Document segment:
========

Friday, December 19, 2008

The lesson of history

"The occupational disease of ministers long in office is to intervene in the private and communal lives of citizens..."

Simon Jenkins, Accountable to None: the Tory nationalization of Britain, Hamish Hamilton, London, 1995 (Penguin paperback 1996: 95)

Thursday, December 04, 2008

Who commissions this stuff?

Who commissions what passes for drama on BBC1? So many turkeys it's like December in Norfolk. Bonekickers, Survivors - even a bad choice of Little Dorritt as the compulsory Dickens. And oh-dear-god, Apparitions; how drunk do you have to be to think Apparitions is a good idea?

All these shows shed viewers at an alarming rate. There's something to be said for risking something new but endless revivals of past failures (Survivors, Blake's 7) is pure madness, especially when the same tiny band of actors is in all of them. Lots of people liked Julie Graham in William and Mary. That was a significant time ago and she's been in nothing worthwhile since.

Dylan Thomas premiere

The Art of Conversation, R4 December 3 2008.

This was billed and produced as an undiscovered play but was actually a dramatic feature. The clue was the in-joke when a sailor at the palais de danse was telling his girl how popular the radio is aboard ship. "Except when there's a feature programme. No one listens to them."

Artistically it could not be a play because there was no dramatic conflict, merely dramatic interludes designed to illustrate the propaganda theme that "careless talk costs lives."

========

Supplied information:

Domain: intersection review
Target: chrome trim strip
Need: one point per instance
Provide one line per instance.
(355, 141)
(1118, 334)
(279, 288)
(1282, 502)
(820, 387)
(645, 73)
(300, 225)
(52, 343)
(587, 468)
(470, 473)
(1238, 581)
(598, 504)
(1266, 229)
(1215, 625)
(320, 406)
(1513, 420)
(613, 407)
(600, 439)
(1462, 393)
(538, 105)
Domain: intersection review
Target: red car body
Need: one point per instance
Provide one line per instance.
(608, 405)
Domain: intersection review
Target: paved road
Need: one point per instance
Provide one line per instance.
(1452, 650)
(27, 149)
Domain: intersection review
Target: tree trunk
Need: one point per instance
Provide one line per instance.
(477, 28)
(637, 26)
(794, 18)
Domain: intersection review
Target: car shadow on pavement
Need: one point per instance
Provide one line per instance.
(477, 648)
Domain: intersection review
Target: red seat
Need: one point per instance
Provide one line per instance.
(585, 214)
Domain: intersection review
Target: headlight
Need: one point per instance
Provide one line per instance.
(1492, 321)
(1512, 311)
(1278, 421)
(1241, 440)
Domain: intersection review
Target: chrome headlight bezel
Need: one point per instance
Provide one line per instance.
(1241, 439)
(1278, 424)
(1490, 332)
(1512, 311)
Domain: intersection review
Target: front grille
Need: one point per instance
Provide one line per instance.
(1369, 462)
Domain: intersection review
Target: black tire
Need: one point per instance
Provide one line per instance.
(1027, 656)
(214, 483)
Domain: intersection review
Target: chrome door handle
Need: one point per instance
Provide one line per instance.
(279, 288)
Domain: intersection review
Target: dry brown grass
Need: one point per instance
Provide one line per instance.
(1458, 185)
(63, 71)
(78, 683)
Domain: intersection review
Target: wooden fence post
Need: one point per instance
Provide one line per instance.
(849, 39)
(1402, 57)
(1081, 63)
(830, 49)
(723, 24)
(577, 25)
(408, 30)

========

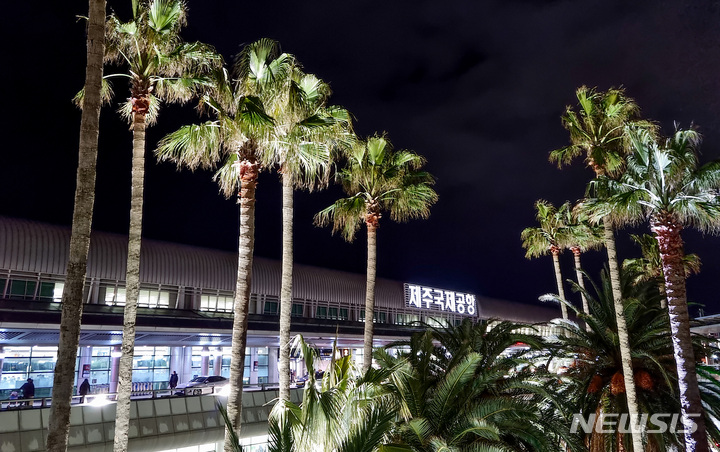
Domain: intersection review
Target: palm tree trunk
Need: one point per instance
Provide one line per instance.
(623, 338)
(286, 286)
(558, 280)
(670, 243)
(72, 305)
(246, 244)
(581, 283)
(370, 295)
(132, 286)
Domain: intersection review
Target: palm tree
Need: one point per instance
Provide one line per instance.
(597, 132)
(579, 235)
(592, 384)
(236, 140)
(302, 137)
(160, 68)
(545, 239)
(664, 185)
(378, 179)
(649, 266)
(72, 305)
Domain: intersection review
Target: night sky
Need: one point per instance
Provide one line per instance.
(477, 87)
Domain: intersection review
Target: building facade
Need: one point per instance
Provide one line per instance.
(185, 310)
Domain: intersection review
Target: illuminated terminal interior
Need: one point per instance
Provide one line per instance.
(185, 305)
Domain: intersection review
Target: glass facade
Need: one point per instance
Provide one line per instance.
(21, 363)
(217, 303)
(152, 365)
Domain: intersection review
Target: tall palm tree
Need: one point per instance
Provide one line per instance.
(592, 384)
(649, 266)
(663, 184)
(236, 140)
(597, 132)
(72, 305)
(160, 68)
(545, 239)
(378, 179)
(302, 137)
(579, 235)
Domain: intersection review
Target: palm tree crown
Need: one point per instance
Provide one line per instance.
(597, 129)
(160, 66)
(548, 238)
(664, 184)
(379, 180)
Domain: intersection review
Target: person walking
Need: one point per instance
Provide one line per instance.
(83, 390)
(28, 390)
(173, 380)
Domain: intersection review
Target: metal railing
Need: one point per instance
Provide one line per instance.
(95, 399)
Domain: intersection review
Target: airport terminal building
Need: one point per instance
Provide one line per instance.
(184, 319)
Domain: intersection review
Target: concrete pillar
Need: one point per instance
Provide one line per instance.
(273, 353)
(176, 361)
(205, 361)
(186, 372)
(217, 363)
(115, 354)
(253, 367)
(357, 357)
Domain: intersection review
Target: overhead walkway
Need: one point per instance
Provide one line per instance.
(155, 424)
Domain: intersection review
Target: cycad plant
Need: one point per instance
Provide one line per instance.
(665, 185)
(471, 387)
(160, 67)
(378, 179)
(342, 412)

========

Activity 1:
Answer each question from the blog entries above, one line per answer, marked (a), (b), (c).
(a) Which publisher issued Accountable to None in 1995, and in what city?
(b) Which actor does the writer say many people liked in William and Mary?
(c) On what station and date was The Art of Conversation broadcast?
Activity 2: Translate this sentence from the blog entries into Spanish: "All these shows shed viewers at an alarming rate."

Task result 1:
(a) Hamish Hamilton, London
(b) Julie Graham
(c) R4, December 3 2008

Task result 2: Todos estos programas pierden espectadores a un ritmo alarmante.